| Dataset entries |
- - -

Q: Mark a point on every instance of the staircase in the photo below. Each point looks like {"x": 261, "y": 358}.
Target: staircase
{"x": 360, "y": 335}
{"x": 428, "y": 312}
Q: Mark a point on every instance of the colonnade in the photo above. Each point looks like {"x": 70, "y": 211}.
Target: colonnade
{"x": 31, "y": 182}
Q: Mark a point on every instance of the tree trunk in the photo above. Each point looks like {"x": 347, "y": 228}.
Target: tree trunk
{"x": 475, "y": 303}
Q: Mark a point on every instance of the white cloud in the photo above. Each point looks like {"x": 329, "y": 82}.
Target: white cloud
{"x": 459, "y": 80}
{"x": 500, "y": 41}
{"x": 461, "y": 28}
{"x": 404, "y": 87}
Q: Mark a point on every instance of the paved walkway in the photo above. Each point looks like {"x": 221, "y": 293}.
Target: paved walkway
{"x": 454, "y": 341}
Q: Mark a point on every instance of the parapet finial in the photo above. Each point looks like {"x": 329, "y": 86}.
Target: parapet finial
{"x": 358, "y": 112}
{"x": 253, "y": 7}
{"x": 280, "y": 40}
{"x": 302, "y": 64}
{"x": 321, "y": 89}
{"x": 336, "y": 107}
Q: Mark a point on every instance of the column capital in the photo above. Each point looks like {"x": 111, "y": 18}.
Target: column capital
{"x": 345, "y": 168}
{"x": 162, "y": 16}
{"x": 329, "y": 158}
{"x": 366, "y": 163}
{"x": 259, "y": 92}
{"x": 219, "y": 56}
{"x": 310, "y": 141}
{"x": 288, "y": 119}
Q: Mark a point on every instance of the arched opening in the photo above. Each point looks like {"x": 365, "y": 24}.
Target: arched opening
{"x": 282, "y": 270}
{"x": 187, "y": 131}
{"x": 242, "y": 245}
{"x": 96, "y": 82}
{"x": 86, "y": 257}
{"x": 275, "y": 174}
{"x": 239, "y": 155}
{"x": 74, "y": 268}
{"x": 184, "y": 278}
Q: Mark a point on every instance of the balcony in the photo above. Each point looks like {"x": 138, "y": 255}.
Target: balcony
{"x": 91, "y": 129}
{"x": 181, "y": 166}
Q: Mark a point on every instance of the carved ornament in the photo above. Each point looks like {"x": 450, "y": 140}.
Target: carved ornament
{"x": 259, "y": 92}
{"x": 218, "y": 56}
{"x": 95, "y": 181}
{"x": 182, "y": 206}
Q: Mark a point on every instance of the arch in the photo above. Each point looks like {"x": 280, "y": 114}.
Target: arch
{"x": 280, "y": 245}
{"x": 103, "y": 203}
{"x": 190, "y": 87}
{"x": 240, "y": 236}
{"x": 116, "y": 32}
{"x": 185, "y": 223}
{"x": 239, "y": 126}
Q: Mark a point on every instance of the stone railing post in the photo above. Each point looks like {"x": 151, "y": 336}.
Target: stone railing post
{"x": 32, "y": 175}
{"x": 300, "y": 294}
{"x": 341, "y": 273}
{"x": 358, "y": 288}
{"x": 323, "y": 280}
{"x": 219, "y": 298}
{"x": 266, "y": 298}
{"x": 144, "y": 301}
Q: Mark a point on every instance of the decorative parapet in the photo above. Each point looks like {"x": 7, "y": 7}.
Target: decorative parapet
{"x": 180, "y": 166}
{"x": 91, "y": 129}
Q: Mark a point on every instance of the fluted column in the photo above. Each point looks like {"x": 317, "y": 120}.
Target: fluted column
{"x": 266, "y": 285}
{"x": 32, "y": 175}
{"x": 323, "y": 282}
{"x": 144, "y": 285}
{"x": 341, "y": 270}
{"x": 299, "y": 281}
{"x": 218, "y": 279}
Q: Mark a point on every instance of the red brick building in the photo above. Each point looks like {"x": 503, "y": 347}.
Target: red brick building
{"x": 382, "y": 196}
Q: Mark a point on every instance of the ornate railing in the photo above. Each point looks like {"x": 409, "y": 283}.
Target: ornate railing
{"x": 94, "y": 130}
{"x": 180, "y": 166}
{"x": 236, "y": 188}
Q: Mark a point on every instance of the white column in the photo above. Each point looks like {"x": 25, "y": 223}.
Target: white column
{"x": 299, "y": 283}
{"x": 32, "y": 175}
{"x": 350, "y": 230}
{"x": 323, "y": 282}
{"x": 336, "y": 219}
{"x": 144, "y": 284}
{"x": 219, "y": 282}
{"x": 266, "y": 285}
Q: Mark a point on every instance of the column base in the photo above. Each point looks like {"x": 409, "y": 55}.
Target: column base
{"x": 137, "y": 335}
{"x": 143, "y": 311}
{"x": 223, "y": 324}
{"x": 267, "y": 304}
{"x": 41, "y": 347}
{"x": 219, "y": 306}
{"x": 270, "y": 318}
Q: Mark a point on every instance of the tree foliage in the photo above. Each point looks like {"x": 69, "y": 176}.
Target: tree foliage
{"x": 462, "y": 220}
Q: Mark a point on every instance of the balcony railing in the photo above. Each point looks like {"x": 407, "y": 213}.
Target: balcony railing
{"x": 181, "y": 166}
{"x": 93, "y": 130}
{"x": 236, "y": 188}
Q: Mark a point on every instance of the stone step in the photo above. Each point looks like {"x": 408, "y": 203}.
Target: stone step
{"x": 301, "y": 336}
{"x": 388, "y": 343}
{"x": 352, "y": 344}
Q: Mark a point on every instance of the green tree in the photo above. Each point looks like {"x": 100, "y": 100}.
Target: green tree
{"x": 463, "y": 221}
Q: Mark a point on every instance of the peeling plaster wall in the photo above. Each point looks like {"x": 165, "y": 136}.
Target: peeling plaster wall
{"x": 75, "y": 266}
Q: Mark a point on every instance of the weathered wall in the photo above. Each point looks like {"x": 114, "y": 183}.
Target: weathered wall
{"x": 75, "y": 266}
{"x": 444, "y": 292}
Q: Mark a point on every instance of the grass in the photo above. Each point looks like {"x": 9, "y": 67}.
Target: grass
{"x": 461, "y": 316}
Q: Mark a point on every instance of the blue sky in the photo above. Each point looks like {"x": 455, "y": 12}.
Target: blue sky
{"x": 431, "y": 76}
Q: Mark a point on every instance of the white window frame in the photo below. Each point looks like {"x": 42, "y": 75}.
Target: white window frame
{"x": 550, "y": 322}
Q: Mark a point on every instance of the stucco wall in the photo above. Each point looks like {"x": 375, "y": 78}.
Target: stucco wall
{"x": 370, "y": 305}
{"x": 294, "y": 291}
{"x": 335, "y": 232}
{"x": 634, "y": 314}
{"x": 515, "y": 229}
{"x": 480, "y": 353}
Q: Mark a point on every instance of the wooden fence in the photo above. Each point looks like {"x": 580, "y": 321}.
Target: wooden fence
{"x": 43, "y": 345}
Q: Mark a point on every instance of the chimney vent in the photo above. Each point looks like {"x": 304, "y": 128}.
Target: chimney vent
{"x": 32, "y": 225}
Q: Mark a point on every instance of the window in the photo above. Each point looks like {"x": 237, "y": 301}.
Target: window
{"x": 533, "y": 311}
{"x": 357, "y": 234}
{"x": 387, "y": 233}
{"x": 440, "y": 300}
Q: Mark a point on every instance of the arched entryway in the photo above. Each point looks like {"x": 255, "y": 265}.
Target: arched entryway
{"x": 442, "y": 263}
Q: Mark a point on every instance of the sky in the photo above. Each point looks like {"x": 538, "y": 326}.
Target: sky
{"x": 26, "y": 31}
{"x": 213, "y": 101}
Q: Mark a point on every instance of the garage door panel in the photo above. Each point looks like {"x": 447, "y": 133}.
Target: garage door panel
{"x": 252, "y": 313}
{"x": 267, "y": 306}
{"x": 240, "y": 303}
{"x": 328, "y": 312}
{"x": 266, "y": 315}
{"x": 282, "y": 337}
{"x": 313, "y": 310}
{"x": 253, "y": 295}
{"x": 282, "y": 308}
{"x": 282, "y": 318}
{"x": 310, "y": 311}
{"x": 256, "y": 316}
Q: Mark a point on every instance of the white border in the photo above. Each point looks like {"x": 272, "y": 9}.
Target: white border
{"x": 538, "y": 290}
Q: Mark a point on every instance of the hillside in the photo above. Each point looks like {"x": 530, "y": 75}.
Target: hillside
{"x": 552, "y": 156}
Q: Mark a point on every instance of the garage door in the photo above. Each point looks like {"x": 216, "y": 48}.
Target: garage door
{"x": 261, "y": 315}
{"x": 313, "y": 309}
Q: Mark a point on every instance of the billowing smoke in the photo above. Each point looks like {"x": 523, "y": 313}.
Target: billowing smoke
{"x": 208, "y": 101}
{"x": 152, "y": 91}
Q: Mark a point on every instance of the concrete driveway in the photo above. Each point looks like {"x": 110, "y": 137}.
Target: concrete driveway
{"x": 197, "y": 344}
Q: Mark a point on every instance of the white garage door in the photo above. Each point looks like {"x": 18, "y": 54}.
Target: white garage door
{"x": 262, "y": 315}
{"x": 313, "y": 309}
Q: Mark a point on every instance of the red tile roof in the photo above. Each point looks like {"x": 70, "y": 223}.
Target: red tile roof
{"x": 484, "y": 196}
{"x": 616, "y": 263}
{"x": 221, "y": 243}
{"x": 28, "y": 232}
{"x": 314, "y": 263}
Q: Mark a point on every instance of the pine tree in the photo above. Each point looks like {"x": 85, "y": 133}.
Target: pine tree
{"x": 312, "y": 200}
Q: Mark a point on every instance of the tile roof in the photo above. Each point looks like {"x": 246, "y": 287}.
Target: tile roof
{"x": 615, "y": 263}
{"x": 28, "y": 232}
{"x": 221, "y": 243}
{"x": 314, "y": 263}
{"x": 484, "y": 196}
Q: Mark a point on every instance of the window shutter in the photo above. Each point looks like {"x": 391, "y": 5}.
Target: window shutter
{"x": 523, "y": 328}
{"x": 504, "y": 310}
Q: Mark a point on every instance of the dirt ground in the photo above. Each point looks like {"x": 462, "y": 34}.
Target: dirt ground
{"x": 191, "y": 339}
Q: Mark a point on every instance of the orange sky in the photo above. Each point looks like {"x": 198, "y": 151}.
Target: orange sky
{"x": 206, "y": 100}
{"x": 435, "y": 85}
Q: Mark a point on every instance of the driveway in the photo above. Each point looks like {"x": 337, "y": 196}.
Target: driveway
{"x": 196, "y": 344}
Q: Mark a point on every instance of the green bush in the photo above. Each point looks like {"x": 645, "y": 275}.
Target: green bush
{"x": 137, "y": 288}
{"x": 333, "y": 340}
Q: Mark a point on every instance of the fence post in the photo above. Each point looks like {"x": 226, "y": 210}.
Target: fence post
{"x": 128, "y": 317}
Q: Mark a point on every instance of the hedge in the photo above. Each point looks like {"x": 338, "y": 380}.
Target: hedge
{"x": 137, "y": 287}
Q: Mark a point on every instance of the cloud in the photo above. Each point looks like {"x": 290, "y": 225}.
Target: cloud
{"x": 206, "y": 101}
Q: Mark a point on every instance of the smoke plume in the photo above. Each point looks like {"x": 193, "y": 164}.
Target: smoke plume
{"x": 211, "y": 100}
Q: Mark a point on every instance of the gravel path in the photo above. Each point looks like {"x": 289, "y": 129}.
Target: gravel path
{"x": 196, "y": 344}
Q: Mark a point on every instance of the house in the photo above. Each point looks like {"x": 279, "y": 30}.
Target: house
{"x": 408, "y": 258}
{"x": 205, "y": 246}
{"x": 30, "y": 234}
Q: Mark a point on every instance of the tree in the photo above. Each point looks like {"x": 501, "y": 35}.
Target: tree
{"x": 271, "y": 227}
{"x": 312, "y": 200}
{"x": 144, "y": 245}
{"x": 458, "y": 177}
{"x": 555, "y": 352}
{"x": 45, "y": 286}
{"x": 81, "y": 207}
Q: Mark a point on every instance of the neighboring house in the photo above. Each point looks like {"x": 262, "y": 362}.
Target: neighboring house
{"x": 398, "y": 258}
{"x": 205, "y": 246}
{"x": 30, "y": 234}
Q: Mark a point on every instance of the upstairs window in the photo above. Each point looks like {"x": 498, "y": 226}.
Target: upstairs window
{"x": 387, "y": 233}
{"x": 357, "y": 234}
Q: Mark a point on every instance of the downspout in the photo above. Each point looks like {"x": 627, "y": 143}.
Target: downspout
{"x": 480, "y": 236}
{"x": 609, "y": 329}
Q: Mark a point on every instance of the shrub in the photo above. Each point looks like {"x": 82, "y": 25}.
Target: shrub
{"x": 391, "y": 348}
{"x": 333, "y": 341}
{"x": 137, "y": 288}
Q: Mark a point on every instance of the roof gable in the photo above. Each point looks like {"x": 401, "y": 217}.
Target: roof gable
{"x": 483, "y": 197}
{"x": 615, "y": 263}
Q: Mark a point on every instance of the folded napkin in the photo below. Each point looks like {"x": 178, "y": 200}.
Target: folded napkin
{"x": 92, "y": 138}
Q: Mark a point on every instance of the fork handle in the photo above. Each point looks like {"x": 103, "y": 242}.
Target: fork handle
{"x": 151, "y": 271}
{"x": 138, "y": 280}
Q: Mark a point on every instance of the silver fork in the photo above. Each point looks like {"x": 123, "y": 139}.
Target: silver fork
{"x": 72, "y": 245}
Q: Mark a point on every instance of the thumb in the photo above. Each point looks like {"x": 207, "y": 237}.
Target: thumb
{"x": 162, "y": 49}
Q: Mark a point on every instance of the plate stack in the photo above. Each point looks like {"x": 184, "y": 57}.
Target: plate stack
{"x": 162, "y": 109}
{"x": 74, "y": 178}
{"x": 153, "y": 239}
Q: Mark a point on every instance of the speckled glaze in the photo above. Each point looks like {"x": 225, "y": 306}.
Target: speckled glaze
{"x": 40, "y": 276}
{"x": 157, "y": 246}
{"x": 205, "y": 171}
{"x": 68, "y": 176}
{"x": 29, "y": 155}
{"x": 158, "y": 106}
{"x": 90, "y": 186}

- - -

| WORK ITEM |
Write out exactly the lines between the start of the entries and the line containing "Q: Mark a point on every instance of the tree trunk", including that line and the first one.

| RESPONSE |
Q: Mark a point on every instance of the staircase in the photo below. Each point looks like {"x": 261, "y": 358}.
Target: staircase
{"x": 360, "y": 335}
{"x": 428, "y": 312}
Q: Mark a point on every instance of the colonnade in the photo above. Each point looks like {"x": 70, "y": 211}.
Target: colonnade
{"x": 31, "y": 182}
Q: Mark a point on every instance of the tree trunk in the photo above. Each point looks like {"x": 347, "y": 228}.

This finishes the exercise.